(Text under study begins)

Reducing the current 6-month driving restriction following a new implantable cardioverter defibrillator to 3 months may be safe, according to data published in Circulation.
“Regulatory authorities of most industrialized countries recommend 6 months of private driving restriction after implantation of a secondary prevention ICD,” Christian Steinberg, MD, of the Institut Universitaire de Cardiologie et Pneumologie de Québec in Quebec, Canada, and colleagues wrote. “These driving restrictions result in significant inconvenience and social implications.”
According to the study, Canadian regulatory authorities have defined the acceptable cutoff value for the annual risk for sudden arrhythmia-related incapacitation while driving, potentially causing harm to other road drivers, as five in 100,000.
The purpose of the retrospective DREAM-ICD-2 study was to evaluate the rate of malignant ventricular arrhythmia, and arrhythmia-related syncope in a cohort of Canadian patients during the 6 months after implantation of a secondary prevention ICD.
Researchers included 721 consecutive patients at three tertiary care centers who received a new secondary prevention ICD from 2016 to 2020 (mean age, 62 years; 79% men). Participants were followed for a median of 760 days.

(Text under study ends)
(Data supplied begins)

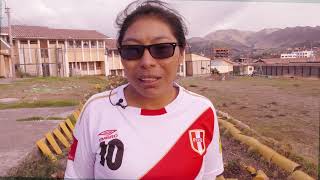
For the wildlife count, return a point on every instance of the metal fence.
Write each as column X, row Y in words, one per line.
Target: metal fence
column 302, row 70
column 199, row 67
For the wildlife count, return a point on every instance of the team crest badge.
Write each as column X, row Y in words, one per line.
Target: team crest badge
column 196, row 137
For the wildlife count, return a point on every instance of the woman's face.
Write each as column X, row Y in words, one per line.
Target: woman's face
column 150, row 77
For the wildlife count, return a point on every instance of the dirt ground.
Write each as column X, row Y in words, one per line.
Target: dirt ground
column 284, row 109
column 33, row 89
column 17, row 139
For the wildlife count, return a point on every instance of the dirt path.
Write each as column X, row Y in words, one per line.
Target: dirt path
column 284, row 109
column 18, row 138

(Data supplied ends)

### What you will do:
1. Rewrite the passage on ICD driving restrictions from the words "The purpose of" through the words "of 760 days.", replacing "tertiary care centers" with "referral hospitals".
2. Extend the passage on driving restrictions after ICD implantation, picking up after its final sentence.

### Written answers:
1.
The purpose of the retrospective DREAM-ICD-2 study was to evaluate the rate of malignant ventricular arrhythmia, and arrhythmia-related syncope in a cohort of Canadian patients during the 6 months after implantation of a secondary prevention ICD.
Researchers included 721 consecutive patients at three referral hospitals who received a new secondary prevention ICD from 2016 to 2020 (mean age, 62 years; 79% men). Participants were followed for a median of 760 days.

2.
According to the study, risk for recurrent ventricular arrhythmia was highest in the 3 months after ICD implantation and decreased over time (34.4% from 0-3 months; 10.6% from 3-6 months; 11.7% from 6-12 months).
Researchers reported that this risk correlated to an incidence rate of 0.48 per 100 patient-days at 90 days after ICD implantation (95% CI, 0.35-0.64); 0.28 per 100 patient-days at 180 days (95% CI, 0.18-0.48); and 0.2 per 100 patient-days from 181 to 365 days (95% CI, 0.13-0.31; P < .001).
Moreover, the incidence of arrhythmic syncope resulting in sudden cardiac incapacitation was 1.8% within the first 90 days after ICD implantation and dropped to 0.4% from 91 to 180 days (P < .001).
“Driving restrictions for ICD carriers are necessary to ensure patient and public safety, but those restrictions result ... in significant inconvenience and reduction of quality of life for many ICD carriers with implications for work and income,” the researchers wrote. “In the light of the results of the DREAM-ICD-2 study, we believe that there is a need for a revision of the existing driving restrictions for the use of private vehicles in patients with secondary prevention ICDs. A period of a 3-month driving restriction after ICD insertion for secondary prevention seems to be safe and reasonable for most patients and is already proposed by some countries.”